WORK INSTRUCTIONS:
Look through the entries below and report how many lines hold the string "shirt". Only the number is wanted.

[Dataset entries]
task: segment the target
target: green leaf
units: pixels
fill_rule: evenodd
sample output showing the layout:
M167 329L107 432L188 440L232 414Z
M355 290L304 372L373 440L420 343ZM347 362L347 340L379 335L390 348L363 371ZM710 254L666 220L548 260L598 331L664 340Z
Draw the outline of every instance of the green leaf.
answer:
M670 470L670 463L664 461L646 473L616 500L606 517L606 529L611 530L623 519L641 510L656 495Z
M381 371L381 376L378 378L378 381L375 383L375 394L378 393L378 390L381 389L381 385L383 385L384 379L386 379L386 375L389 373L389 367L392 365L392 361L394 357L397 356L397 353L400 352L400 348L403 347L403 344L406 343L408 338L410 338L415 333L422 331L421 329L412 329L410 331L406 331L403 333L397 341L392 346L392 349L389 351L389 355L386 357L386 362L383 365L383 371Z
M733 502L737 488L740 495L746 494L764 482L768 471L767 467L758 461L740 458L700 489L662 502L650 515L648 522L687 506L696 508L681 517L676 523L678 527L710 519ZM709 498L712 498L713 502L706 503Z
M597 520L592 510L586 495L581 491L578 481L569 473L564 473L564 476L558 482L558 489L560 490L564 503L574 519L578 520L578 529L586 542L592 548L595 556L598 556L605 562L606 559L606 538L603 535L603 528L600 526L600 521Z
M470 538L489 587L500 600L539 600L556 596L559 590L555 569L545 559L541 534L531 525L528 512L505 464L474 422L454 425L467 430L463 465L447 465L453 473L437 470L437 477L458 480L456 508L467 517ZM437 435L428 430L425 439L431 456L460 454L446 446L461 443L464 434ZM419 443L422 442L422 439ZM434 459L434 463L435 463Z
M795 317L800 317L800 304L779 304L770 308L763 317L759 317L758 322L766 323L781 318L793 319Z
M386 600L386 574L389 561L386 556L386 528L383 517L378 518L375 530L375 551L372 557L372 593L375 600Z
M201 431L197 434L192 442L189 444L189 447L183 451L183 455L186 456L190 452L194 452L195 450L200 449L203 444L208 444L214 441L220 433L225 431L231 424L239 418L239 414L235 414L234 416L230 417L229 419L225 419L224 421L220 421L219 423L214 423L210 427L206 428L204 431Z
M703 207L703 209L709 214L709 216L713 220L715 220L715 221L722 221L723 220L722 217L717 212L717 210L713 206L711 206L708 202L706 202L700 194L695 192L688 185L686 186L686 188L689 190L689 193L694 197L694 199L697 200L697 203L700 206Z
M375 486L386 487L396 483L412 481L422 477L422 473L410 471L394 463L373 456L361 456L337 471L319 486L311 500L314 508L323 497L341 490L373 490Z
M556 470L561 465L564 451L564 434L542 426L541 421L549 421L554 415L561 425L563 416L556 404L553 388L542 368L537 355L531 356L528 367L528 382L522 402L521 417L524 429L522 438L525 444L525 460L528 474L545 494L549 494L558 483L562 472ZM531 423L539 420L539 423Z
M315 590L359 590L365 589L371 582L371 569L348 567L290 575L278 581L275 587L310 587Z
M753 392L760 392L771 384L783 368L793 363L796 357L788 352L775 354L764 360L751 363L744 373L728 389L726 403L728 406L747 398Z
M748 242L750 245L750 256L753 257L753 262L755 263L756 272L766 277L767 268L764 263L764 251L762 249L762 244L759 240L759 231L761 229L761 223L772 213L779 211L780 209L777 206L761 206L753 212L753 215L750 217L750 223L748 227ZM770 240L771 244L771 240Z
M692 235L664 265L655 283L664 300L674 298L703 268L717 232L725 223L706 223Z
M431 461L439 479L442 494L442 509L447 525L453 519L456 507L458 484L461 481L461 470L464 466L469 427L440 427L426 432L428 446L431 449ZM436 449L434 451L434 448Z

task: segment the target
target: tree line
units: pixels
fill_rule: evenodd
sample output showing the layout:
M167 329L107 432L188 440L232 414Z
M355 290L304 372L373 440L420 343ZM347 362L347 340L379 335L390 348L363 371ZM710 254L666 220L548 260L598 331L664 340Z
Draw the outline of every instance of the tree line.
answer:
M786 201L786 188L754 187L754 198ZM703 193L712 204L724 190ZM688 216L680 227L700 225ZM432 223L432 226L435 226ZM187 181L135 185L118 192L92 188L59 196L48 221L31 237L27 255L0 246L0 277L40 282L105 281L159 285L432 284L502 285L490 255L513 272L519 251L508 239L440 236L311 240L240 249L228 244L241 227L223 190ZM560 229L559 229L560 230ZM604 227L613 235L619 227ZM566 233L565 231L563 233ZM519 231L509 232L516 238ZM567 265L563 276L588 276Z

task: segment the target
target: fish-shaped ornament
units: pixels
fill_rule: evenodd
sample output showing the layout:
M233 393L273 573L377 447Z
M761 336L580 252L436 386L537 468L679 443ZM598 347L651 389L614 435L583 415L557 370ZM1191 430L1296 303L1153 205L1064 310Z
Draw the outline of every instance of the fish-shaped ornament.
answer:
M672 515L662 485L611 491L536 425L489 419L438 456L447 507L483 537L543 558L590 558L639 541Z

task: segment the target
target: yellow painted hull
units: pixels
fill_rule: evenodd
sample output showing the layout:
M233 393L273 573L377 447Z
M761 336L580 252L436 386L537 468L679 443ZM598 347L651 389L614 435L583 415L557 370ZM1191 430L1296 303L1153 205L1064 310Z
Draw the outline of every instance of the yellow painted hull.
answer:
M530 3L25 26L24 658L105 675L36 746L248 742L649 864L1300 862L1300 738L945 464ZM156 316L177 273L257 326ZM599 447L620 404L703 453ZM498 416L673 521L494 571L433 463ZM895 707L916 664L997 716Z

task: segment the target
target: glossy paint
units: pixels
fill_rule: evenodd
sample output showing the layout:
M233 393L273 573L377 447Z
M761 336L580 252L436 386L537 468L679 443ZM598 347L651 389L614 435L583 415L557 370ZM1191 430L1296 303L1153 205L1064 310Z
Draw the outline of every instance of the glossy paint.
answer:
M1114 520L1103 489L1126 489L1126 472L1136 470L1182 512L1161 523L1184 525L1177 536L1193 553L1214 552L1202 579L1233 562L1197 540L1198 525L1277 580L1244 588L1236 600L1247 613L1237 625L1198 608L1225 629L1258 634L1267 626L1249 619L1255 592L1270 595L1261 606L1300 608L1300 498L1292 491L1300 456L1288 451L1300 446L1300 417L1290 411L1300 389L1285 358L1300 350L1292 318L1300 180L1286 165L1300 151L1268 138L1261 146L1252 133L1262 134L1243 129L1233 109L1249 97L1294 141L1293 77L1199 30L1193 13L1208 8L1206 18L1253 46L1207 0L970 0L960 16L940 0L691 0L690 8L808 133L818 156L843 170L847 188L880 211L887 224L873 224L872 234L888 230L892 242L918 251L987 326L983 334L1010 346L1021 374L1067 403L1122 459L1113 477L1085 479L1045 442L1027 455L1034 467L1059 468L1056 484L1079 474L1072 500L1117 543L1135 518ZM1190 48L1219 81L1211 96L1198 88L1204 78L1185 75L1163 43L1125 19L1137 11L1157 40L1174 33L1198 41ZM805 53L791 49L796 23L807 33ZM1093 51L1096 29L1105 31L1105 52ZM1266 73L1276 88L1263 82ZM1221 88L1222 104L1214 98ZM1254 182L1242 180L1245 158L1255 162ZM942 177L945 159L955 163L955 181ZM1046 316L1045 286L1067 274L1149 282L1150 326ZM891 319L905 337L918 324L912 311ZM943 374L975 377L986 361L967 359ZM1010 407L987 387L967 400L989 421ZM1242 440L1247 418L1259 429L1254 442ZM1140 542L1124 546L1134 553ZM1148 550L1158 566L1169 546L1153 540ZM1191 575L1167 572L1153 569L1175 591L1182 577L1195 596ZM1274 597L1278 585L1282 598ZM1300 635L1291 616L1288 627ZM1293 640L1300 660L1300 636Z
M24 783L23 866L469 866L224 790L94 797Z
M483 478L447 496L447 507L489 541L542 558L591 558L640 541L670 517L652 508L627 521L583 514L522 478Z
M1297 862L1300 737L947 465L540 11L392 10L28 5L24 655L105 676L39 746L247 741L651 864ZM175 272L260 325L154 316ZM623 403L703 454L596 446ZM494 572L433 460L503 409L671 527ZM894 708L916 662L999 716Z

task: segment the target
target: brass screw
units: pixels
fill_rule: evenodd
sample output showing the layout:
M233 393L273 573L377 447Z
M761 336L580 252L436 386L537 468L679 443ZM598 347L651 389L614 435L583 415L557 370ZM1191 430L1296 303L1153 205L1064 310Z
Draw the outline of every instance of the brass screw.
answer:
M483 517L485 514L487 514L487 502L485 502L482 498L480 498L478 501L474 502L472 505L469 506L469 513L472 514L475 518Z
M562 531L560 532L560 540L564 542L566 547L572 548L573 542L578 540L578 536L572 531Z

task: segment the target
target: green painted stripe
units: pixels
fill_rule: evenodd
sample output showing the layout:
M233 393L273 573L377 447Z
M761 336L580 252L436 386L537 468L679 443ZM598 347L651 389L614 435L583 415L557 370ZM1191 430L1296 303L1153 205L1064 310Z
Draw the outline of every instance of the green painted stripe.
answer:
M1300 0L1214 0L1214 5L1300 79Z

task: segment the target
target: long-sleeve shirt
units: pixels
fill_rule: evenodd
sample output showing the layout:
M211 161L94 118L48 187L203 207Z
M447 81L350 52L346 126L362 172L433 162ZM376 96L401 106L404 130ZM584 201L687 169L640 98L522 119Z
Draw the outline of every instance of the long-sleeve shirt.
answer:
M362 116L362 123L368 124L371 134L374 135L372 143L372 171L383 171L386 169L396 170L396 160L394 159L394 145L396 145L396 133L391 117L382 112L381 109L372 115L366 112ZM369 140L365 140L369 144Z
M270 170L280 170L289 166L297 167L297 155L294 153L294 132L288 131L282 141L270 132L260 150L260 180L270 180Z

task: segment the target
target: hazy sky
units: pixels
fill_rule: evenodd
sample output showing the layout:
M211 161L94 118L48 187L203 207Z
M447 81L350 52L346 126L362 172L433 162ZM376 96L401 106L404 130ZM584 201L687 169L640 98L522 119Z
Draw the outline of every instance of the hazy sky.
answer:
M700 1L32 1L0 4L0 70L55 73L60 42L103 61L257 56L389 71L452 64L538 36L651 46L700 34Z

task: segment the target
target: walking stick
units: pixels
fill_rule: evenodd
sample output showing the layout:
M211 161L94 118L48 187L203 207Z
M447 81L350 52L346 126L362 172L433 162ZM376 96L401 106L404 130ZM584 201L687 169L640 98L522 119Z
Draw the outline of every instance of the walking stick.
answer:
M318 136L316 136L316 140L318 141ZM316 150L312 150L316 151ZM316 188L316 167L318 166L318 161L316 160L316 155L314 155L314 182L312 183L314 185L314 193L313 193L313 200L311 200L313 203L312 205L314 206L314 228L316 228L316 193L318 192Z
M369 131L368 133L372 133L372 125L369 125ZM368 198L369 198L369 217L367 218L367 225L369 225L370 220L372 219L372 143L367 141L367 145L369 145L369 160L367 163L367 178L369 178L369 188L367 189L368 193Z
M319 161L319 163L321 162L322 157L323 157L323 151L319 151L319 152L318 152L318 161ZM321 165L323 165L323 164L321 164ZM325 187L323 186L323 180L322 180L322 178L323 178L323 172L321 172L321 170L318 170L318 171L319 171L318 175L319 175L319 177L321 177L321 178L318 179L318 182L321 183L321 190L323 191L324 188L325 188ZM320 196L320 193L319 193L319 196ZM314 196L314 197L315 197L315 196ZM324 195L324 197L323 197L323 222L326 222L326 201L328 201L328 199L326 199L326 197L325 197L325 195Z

RESPONSE TO THE TASK:
2